- _EXERCISE_:
Reproduce only this part of the listing: the line with "the tree in this photograph.", plus every line after it through the last.

** Opening DATA FOR PROCESSING block **

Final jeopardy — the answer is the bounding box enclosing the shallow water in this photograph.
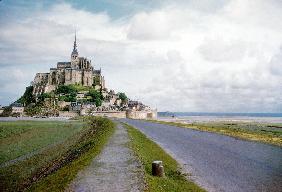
[122,119,282,192]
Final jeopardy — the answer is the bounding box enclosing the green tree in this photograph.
[66,92,77,102]
[56,85,77,94]
[17,86,36,106]
[25,105,42,116]
[118,92,128,102]
[88,89,103,107]
[37,93,51,103]
[0,106,12,117]
[56,85,77,102]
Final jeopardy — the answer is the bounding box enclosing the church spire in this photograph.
[71,30,78,57]
[74,30,77,51]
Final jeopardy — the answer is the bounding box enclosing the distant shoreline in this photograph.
[158,112,282,117]
[158,112,282,124]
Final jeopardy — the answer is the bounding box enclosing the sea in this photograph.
[158,112,282,123]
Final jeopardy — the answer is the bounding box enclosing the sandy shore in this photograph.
[158,116,282,124]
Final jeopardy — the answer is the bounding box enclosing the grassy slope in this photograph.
[124,123,205,192]
[148,120,282,147]
[29,117,115,192]
[0,121,84,163]
[0,117,115,192]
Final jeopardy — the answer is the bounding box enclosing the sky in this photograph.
[0,0,281,112]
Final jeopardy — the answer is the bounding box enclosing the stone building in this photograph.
[32,33,105,96]
[27,32,157,119]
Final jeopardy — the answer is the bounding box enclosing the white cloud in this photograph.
[0,0,282,112]
[127,11,171,40]
[270,47,282,76]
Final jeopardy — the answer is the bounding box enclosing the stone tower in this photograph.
[71,31,79,69]
[32,31,101,95]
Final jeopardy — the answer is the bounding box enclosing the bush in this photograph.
[118,92,128,102]
[56,85,77,95]
[86,116,115,131]
[25,105,42,116]
[17,86,36,106]
[11,112,21,117]
[37,93,51,103]
[56,85,77,102]
[0,106,12,117]
[88,89,103,107]
[62,106,69,111]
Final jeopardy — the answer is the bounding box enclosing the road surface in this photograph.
[121,119,282,192]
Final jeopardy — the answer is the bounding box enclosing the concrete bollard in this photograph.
[152,160,165,177]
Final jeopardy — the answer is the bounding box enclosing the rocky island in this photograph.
[3,33,157,119]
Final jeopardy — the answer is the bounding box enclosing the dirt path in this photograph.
[66,122,145,192]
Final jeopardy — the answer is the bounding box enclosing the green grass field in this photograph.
[0,117,115,192]
[148,120,282,147]
[124,123,205,192]
[0,120,85,164]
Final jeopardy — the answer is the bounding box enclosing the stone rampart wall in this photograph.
[126,109,157,119]
[90,111,126,118]
[59,111,79,117]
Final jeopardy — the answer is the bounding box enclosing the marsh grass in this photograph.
[124,123,205,192]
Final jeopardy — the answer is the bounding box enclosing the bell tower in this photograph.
[71,31,79,68]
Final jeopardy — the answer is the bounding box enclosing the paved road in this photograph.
[121,119,282,192]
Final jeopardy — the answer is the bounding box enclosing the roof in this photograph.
[57,62,71,65]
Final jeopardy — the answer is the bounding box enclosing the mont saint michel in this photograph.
[32,33,104,95]
[10,33,157,119]
[1,1,281,192]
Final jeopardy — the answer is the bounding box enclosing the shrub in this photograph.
[88,89,103,107]
[17,86,36,106]
[37,93,51,103]
[0,106,12,117]
[118,92,128,103]
[56,85,77,95]
[25,105,42,116]
[87,116,115,130]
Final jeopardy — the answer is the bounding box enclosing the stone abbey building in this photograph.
[27,33,157,119]
[32,33,105,96]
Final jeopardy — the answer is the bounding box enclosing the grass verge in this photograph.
[0,117,115,192]
[148,120,282,147]
[124,123,205,192]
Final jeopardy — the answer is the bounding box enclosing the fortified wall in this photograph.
[126,109,157,119]
[80,109,157,119]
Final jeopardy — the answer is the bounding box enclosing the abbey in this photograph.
[12,33,157,119]
[32,33,105,96]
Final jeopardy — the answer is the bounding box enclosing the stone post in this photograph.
[152,160,165,177]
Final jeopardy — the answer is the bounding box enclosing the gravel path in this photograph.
[67,122,145,192]
[122,119,282,192]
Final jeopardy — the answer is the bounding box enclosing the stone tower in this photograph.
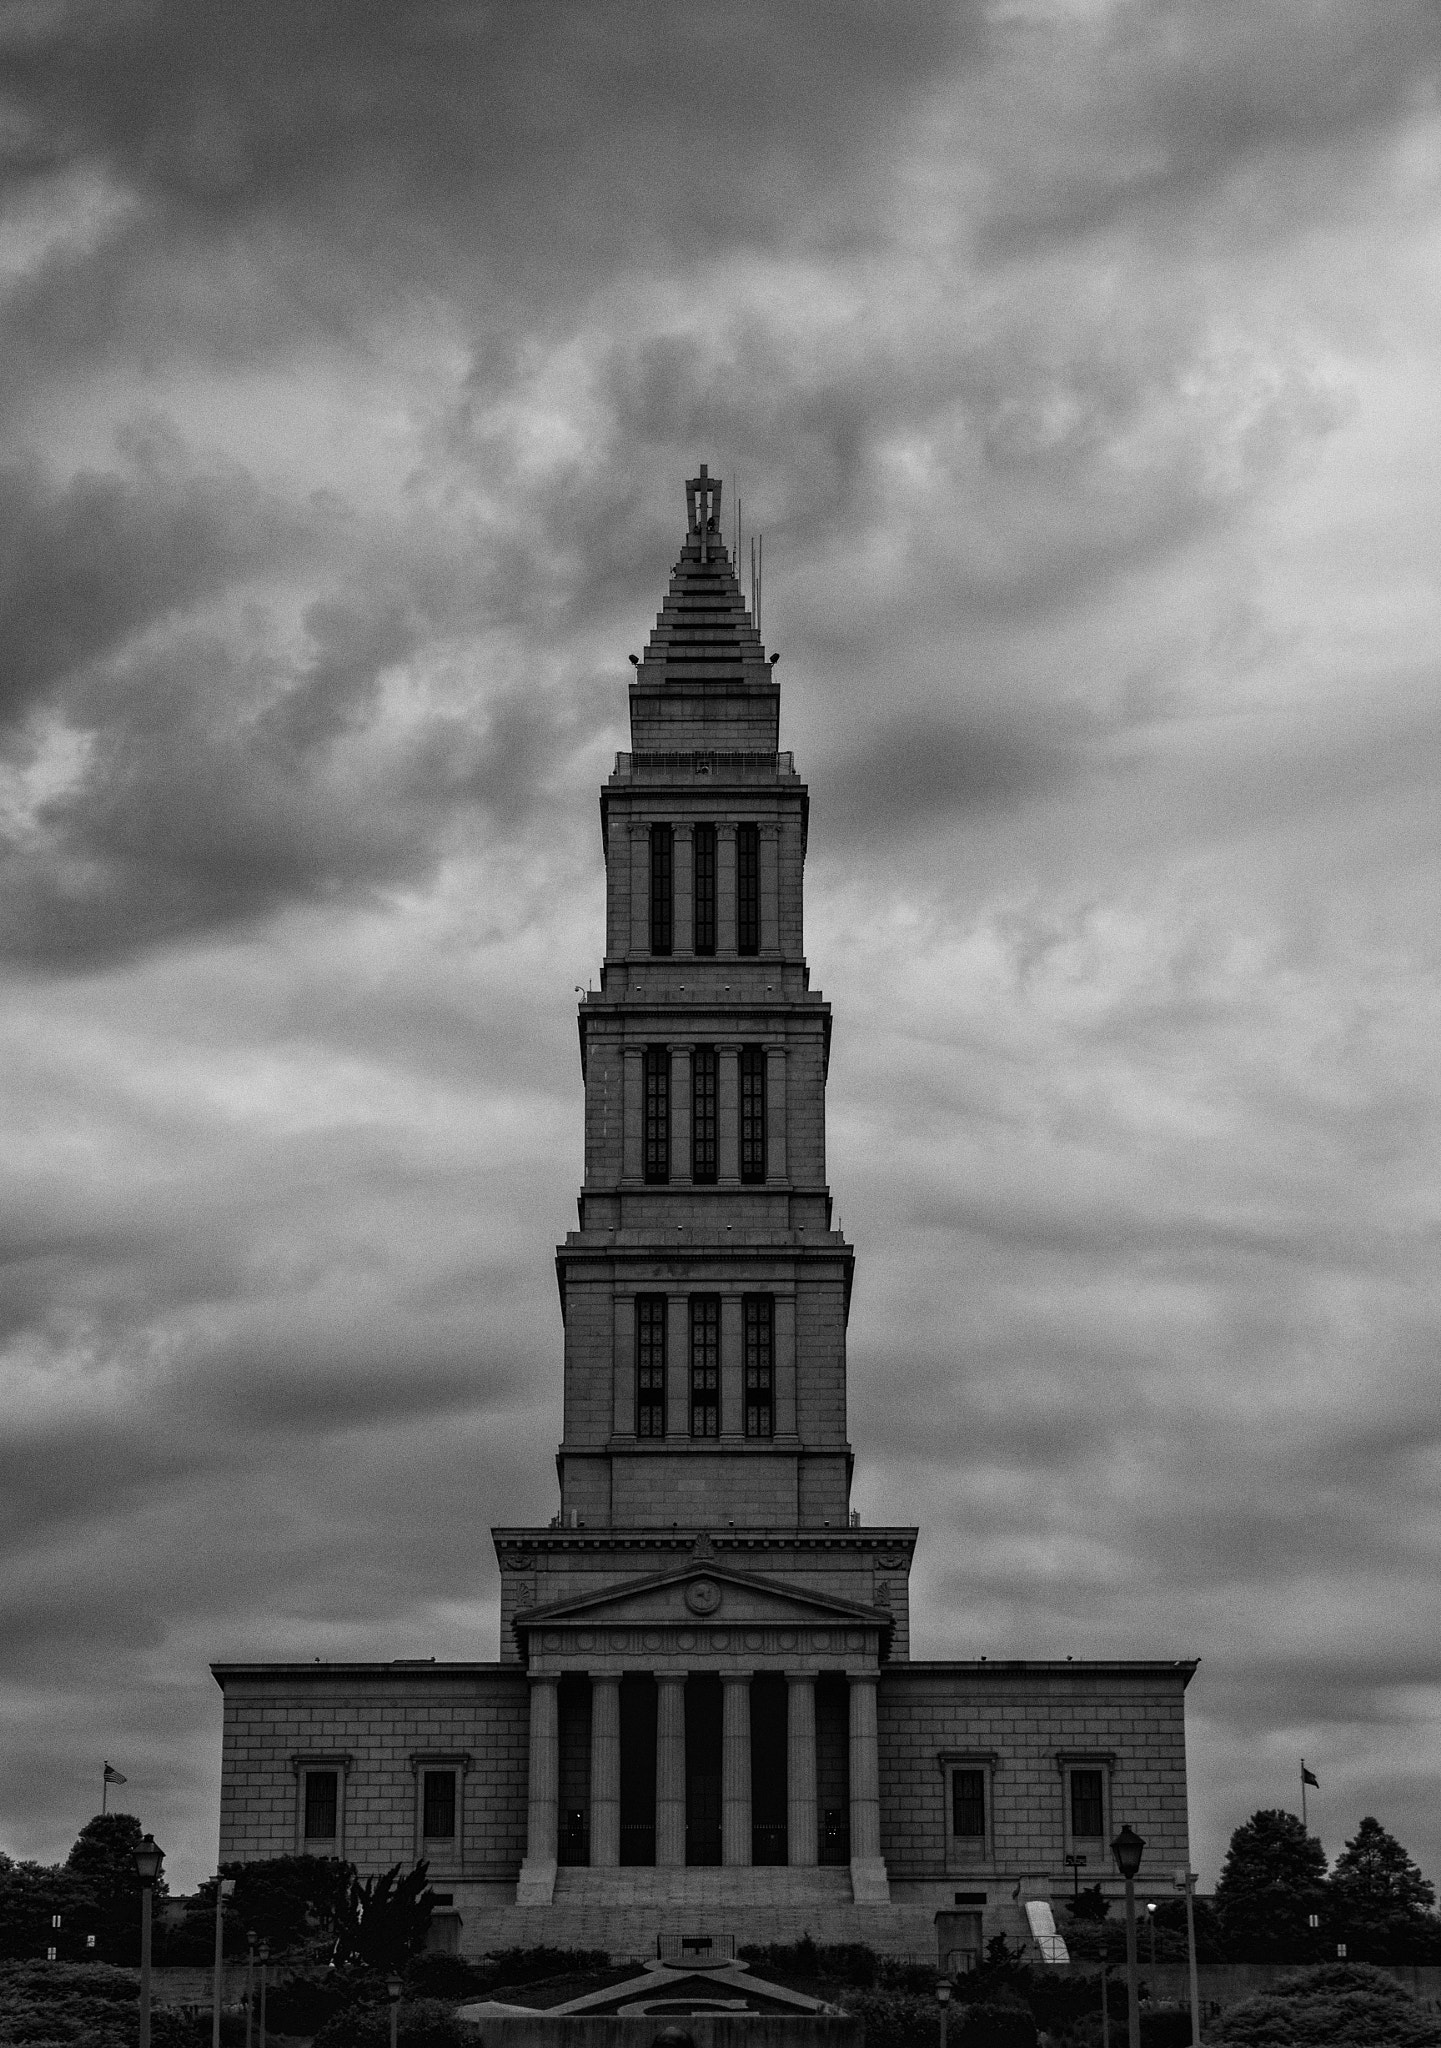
[492,466,917,1906]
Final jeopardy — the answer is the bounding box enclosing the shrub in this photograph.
[740,1939,881,1988]
[838,1986,940,2048]
[312,1996,471,2048]
[957,2002,1037,2048]
[1211,1960,1441,2047]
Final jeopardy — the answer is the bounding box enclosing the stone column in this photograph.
[765,1044,787,1184]
[760,825,780,953]
[589,1674,621,1868]
[722,1675,752,1867]
[629,825,649,957]
[786,1672,818,1866]
[670,1045,692,1185]
[848,1671,890,1902]
[718,1046,740,1185]
[717,823,737,955]
[622,1047,643,1183]
[515,1674,559,1903]
[674,826,694,955]
[655,1673,687,1867]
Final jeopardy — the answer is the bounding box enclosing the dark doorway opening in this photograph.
[750,1673,788,1864]
[557,1675,592,1865]
[619,1673,657,1865]
[685,1674,723,1864]
[817,1674,851,1865]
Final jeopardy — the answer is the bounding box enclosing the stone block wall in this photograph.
[878,1662,1192,1894]
[215,1665,529,1882]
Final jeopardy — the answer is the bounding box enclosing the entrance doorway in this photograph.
[685,1674,723,1864]
[619,1673,657,1865]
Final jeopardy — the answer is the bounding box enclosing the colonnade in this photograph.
[523,1669,882,1870]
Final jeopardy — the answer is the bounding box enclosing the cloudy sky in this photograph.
[3,0,1441,1898]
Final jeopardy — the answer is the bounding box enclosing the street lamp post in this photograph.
[935,1976,952,2048]
[1147,1901,1157,1966]
[133,1834,164,2048]
[1110,1824,1145,2048]
[245,1932,257,2048]
[258,1941,269,2048]
[387,1975,405,2048]
[1174,1867,1202,2048]
[212,1877,235,2048]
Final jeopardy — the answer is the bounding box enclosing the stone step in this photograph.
[455,1895,940,1963]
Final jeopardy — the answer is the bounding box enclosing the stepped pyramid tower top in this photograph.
[626,462,780,753]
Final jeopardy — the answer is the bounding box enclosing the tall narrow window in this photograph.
[644,1046,669,1184]
[744,1294,774,1438]
[650,824,673,955]
[304,1771,338,1841]
[692,1046,717,1184]
[693,824,716,956]
[952,1770,986,1841]
[736,823,759,955]
[740,1045,767,1184]
[637,1295,667,1437]
[1070,1769,1105,1839]
[423,1771,456,1840]
[690,1296,720,1437]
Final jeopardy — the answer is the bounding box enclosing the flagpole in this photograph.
[103,1766,108,1817]
[1301,1760,1307,1832]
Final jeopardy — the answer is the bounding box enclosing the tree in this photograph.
[333,1862,435,1972]
[1067,1884,1111,1922]
[66,1813,166,1964]
[1215,1808,1328,1961]
[1328,1817,1441,1962]
[208,1855,355,1957]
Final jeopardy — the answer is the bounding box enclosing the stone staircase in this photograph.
[455,1869,939,1961]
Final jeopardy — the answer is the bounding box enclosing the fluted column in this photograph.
[848,1671,890,1902]
[656,1673,687,1867]
[589,1674,621,1868]
[722,1675,752,1866]
[515,1674,559,1903]
[786,1672,818,1866]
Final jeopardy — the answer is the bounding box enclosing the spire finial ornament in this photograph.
[685,463,722,563]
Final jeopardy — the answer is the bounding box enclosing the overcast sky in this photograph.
[3,0,1441,1900]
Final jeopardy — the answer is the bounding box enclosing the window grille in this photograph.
[650,824,673,955]
[637,1296,667,1437]
[693,824,716,955]
[304,1771,337,1839]
[744,1294,774,1438]
[736,823,759,954]
[953,1769,986,1840]
[690,1296,720,1437]
[740,1045,766,1183]
[692,1046,717,1183]
[423,1771,456,1839]
[1071,1769,1105,1838]
[644,1046,669,1183]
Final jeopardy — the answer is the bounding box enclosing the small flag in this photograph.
[103,1763,127,1785]
[1302,1765,1319,1789]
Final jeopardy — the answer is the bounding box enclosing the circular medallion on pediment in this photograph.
[777,1629,797,1651]
[542,1631,561,1650]
[501,1548,532,1569]
[813,1631,830,1651]
[643,1630,662,1651]
[709,1630,729,1649]
[677,1629,696,1652]
[576,1631,593,1652]
[685,1578,722,1616]
[610,1631,629,1650]
[744,1629,764,1650]
[877,1553,907,1570]
[846,1630,863,1649]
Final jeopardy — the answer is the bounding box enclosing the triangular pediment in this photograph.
[515,1559,886,1637]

** Closing DATA FOR PROCESSING block **

- _YOUR RESPONSE_:
Final jeopardy — the answer is the bounding box enclosing the tree in this photograph.
[333,1862,435,1972]
[1067,1884,1111,1922]
[66,1813,166,1964]
[1215,1808,1328,1961]
[1328,1817,1441,1962]
[208,1855,355,1957]
Final jeopardy — the answer is the bounding box enclosing the stone staircase in this photograph.
[455,1869,939,1961]
Final jeopardy — the answer is the bounding box enclosing the fluted column in this photograph.
[848,1671,890,1902]
[656,1673,687,1867]
[589,1674,621,1868]
[722,1675,752,1866]
[515,1674,559,1903]
[786,1672,818,1866]
Final jeopardy — the answer is the bounding box enclosing the spire finial ornament in this photograph.
[685,463,722,563]
Final jeopardy — the answer is the bounding box enclosing the overcast sky in this photograph.
[3,0,1441,1900]
Final jeopardy — the answer is the bounding box enclosing the window grille in this photograph.
[650,824,673,955]
[637,1296,667,1437]
[693,824,716,955]
[304,1771,337,1839]
[744,1294,774,1438]
[736,823,759,954]
[953,1769,986,1840]
[690,1296,720,1437]
[740,1045,766,1183]
[692,1046,717,1183]
[423,1771,456,1839]
[1071,1769,1105,1838]
[644,1046,669,1183]
Final jeopardy — the answer is the bounding box enclosing the small flag in this photograph.
[103,1763,127,1785]
[1302,1765,1319,1789]
Final jeopardy — the answer is the bounding box enclosing the circular medallion on pediment in this photograph.
[777,1629,797,1651]
[542,1631,561,1650]
[501,1548,532,1569]
[813,1631,830,1651]
[643,1630,662,1651]
[709,1630,729,1649]
[677,1629,696,1652]
[576,1631,593,1652]
[685,1578,722,1616]
[610,1631,629,1650]
[744,1629,764,1650]
[877,1553,907,1570]
[846,1630,863,1649]
Final jeopardy — the answer is the bounding box enclosing the triangular pediment in this photograph.
[515,1559,886,1637]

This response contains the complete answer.